**ASSIGNMENT**
Copy the entries exactly. Leave nothing out and add nothing.

+++

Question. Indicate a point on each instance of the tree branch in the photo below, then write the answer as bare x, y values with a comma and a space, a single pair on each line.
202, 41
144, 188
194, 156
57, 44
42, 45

+++

**RESULT FOR THIS TASK**
Question. Indicate a point on each instance of the tree branch in the photo below, then write the answer as bare x, y values with a comma and a space, a single pair on each line.
202, 41
144, 188
194, 156
57, 44
42, 45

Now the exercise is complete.